#### [本文]
▬▬▬
ここまで、ITエンジニアの残業の現実について見てきた。自分の意思によらない残業がほとんどとはいえ、会社の対応に頼っていてはいられないとなると、なんとか自分で工夫して減らすしかない。
アンケートでは全体の44.1%のITエンジニアが「残業をしないため/減らすための工夫をしている」と回答。それら工夫をしているITエンジニアに、内容と効果を具体的に教えてもらった。その回答をいくつかに分類したものが図4だ。
「スケジューリング」(28.6%)、「ツール・効率化」(13.2%)、「朝の時間の活用」(12.1%)、「業務に優先順位を付ける」(11.0%)、「業務/情報の共有」(8.8%)などが残業を減らすために行われているようだ。それぞれの回答を詳しく見てみよう。
「むちゃなスケジュールを立てない。最初は余裕を持ち過ぎぐらいのスケジュールにする」
「ネットで情報を調べる場合には、見切りの時間を決めて必要以上の時間をかけない。電話はすべて自分からかけ、相手からの折り返しを待つことを極力避ける。このようにして予定外の時間を減らすことで、残業を減らしている」
「常にスケジュールや締め切りを意識し、リスクになりそうなものを排除することを最優先で行う」
「1日は7時間半」「帰りたい時間の30分前には帰るつもりで」「1週間は4人日」など、とにかく余裕を持ったスケジュールを立てることが基本のようだ。そのうえで、割り込み作業が発生したときの対応をきちんと行えば、かなり効果は高い。
それでも残業になってしまった場合は、「残業時間に関しても時間割を作成、その時間だけ残業をする」などの工夫が有効だろう。
「手書き書類の電子データ化、ルーチンワークの自動化、保管資料およびデータ管理のための目次作成。トータルで工数3分の2減。保管スペース半減」
「同じような作業の繰り返しになる場合には、多少時間がかかってもツールを作って効率化」
「似たようなプログラムは使い回し、なるべく手で書く量を少なくする」
ルーチンワークの効率化、ツール作成による自動化は効果が高いようだ。開発ツールを作成し利用している例では、「高い品質で安定するので、手戻りの工数もなくなる」という利点も。
「夜遅く仕事するのではなく、朝早く来てする。結構朝ははかどります」
「土日や朝など、他者と違う時間に働く。余分なやりとりと雑音、雑用が減り、自分の作業に集中できる。効率的な作業が行える」
「通勤時間などに仕事内容に関する関連記事を読む。業務時間中に行う調べ物の量が減るため、作業効率が向上する」
「なるべく朝早く来て、その日のうちに終わらせるべき仕事の項目を整理する」
▬▬▬
#### [設問 1]
残業を減らす工夫についての本文から、「それでも残業になってしまった」から「るため、作業効率が向上する」」までの部分を一字一句違えずに書き写してください。
本文と記録は互いに関係のない別々の資料です。
▬▬▬
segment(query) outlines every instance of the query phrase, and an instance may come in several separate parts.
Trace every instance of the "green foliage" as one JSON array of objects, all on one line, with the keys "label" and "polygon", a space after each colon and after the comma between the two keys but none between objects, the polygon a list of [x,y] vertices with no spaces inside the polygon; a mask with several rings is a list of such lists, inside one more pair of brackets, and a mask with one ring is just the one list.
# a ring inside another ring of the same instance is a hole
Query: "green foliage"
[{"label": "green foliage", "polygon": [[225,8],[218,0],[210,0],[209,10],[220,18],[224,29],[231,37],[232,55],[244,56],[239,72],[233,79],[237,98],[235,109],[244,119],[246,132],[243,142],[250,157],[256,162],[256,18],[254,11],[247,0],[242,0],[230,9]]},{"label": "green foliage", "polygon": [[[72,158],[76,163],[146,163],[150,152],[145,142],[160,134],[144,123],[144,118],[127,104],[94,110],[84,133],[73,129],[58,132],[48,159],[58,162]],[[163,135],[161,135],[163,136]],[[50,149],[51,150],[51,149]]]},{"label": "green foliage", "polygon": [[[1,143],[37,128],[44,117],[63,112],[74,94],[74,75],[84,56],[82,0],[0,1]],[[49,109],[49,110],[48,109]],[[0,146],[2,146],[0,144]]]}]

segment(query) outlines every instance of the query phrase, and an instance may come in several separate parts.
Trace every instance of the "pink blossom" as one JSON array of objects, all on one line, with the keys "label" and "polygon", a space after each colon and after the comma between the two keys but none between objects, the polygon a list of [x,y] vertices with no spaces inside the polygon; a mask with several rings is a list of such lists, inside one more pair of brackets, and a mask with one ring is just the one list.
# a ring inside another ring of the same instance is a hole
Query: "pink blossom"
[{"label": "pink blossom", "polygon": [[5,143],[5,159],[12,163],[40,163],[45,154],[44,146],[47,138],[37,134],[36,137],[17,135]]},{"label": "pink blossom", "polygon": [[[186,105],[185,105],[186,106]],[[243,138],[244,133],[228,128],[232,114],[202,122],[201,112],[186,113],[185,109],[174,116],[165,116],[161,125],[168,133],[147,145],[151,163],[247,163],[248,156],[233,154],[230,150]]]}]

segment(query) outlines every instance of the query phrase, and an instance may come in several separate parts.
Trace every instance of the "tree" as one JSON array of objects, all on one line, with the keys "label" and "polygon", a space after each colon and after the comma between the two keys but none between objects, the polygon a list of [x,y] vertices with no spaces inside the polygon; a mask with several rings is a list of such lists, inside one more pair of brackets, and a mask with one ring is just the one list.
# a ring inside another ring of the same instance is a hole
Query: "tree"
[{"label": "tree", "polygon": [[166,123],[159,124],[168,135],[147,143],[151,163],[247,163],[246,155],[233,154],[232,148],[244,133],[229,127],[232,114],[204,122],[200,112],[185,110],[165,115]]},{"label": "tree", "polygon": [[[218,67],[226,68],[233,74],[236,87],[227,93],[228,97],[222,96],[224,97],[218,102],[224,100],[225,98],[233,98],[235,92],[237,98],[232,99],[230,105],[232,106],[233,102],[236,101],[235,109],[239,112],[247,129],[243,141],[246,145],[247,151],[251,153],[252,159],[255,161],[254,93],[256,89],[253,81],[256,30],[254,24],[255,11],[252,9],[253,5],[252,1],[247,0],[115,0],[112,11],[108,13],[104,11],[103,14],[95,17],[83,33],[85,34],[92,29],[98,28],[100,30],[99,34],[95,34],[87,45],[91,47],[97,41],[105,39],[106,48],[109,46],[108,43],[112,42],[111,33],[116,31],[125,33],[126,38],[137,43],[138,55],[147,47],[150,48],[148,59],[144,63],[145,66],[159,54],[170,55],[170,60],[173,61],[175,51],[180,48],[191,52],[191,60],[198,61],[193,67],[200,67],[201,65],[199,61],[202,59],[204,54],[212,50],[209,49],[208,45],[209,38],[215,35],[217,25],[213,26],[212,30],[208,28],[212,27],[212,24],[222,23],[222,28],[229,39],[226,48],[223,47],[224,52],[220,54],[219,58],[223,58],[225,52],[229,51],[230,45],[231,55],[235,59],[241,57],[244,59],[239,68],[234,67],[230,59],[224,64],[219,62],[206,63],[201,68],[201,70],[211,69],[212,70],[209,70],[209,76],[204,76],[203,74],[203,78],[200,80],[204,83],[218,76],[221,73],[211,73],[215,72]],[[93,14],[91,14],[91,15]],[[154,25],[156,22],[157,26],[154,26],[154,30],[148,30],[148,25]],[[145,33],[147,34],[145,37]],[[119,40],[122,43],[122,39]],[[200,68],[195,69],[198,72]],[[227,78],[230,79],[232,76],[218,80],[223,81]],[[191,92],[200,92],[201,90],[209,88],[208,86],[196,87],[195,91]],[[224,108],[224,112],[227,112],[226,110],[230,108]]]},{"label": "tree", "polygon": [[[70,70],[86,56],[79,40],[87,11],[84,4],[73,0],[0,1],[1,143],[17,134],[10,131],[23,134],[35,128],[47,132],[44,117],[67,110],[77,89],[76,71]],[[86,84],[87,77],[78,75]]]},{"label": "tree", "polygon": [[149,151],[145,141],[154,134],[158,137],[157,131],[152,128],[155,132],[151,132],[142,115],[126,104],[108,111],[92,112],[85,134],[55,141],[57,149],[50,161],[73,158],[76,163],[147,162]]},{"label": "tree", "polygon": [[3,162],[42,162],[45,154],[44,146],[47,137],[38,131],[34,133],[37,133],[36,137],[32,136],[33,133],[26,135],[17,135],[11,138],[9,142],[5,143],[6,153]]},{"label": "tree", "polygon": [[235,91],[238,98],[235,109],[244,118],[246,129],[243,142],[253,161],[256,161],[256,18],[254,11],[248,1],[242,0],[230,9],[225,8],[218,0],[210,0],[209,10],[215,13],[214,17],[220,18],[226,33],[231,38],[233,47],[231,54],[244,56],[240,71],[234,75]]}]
▬▬▬
#### [設問 2]
記録の中から「blossom」という文字列を含む行をすべて特定し、そのまま書き出してください。大文字と小文字は区別します。

#### [正解 1]
それでも残業になってしまった場合は、「残業時間に関しても時間割を作成、その時間だけ残業をする」などの工夫が有効だろう。
「手書き書類の電子データ化、ルーチンワークの自動化、保管資料およびデータ管理のための目次作成。トータルで工数3分の2減。保管スペース半減」
「同じような作業の繰り返しになる場合には、多少時間がかかってもツールを作って効率化」
「似たようなプログラムは使い回し、なるべく手で書く量を少なくする」
ルーチンワークの効率化、ツール作成による自動化は効果が高いようだ。開発ツールを作成し利用している例では、「高い品質で安定するので、手戻りの工数もなくなる」という利点も。
「夜遅く仕事するのではなく、朝早く来てする。結構朝ははかどります」
「土日や朝など、他者と違う時間に働く。余分なやりとりと雑音、雑用が減り、自分の作業に集中できる。効率的な作業が行える」
「通勤時間などに仕事内容に関する関連記事を読む。業務時間中に行う調べ物の量が減るため、作業効率が向上する」

#### [正解 2]
Trace every instance of the "pink blossom" as one JSON array of objects, all on one line, with the keys "label" and "polygon", a space after each colon and after the comma between the two keys but none between objects, the polygon a list of [x,y] vertices with no spaces inside the polygon; a mask with several rings is a list of such lists, inside one more pair of brackets, and a mask with one ring is just the one list.
Query: "pink blossom"
[{"label": "pink blossom", "polygon": [[5,143],[5,159],[12,163],[40,163],[45,154],[44,146],[47,138],[37,134],[36,137],[17,135]]},{"label": "pink blossom", "polygon": [[[186,105],[185,105],[186,106]],[[243,138],[244,133],[228,128],[232,114],[202,122],[201,112],[186,113],[185,109],[174,116],[165,116],[161,125],[168,133],[147,145],[151,163],[247,163],[248,156],[233,154],[230,150]]]}]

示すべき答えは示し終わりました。